INPUT MATERIAL:
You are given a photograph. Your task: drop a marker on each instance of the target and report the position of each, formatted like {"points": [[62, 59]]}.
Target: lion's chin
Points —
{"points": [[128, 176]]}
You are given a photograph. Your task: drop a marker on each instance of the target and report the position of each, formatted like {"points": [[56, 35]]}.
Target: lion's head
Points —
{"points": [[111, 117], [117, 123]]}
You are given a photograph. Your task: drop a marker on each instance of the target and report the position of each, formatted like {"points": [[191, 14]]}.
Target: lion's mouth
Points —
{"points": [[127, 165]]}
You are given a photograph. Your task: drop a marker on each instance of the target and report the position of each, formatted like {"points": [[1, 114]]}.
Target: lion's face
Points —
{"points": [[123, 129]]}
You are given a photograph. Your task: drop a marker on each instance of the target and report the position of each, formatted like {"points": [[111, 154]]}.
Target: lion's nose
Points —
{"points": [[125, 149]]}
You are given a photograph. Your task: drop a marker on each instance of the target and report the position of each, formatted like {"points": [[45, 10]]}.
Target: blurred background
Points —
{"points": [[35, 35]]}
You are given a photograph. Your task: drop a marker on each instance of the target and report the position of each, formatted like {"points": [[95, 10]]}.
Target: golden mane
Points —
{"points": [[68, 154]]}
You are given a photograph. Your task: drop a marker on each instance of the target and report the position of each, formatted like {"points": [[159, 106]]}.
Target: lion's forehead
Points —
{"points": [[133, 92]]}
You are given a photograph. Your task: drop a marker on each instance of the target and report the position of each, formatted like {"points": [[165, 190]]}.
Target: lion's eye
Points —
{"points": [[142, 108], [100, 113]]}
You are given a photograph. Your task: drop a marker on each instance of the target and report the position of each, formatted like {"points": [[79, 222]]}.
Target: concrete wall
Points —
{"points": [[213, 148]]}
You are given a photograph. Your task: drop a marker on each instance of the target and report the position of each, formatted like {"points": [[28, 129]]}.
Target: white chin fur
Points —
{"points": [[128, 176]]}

EXERCISE BRIEF:
Print all of the entries again, exactly as written.

RESULT FOR THIS EXERCISE:
You are given a photograph. Your task: drop a marker on each instance of the target and report the position of each, formatted like {"points": [[62, 59]]}.
Target: lion's chin
Points —
{"points": [[128, 176]]}
You are given a photograph. Your task: drop a marker on each instance of the target and report the position of each, formatted like {"points": [[56, 35]]}.
Target: lion's head
Points —
{"points": [[111, 117], [117, 123]]}
You are given a photograph. Your task: drop a marker on each instance of the target and report the position of each, formatted like {"points": [[191, 14]]}.
Target: lion's mouth
Points —
{"points": [[127, 165]]}
You are given a photograph. Your task: drop a marker on each instance of the target and report the position of each, formatted like {"points": [[1, 114]]}.
Target: lion's face
Points —
{"points": [[123, 129]]}
You are given a photograph. Your task: drop a marker on each instance of the target and report the position of each, formatted like {"points": [[111, 154]]}.
Target: lion's nose
Points —
{"points": [[125, 149]]}
You are given a photograph. Your task: drop a marker on each instance of the target and report the position of each, formatted like {"points": [[45, 10]]}.
Target: blurred background
Points —
{"points": [[35, 35]]}
You are given a photograph. Your task: drop a marker on each instance of the target and report the position of each, formatted like {"points": [[95, 10]]}.
Target: golden mane
Points —
{"points": [[68, 154]]}
You are given a photograph. Your task: drop a marker on each instance of the target and report the position of each, formatted like {"points": [[159, 106]]}.
Target: lion's forehead
Points —
{"points": [[133, 92]]}
You are given a photograph. Your task: drop a marker on each instance of the target and report the position of each, formatted like {"points": [[165, 190]]}.
Target: lion's eye
Points —
{"points": [[142, 108], [100, 113]]}
You are given a photograph. Your task: drop a marker on each instance of the target and report the position of each, formatted like {"points": [[79, 222]]}.
Target: concrete wall
Points —
{"points": [[213, 148]]}
You are given a photograph. Your task: drop a marker on each instance of the target and report the position of each, formatted like {"points": [[28, 129]]}.
Target: white chin fur
Points —
{"points": [[128, 176]]}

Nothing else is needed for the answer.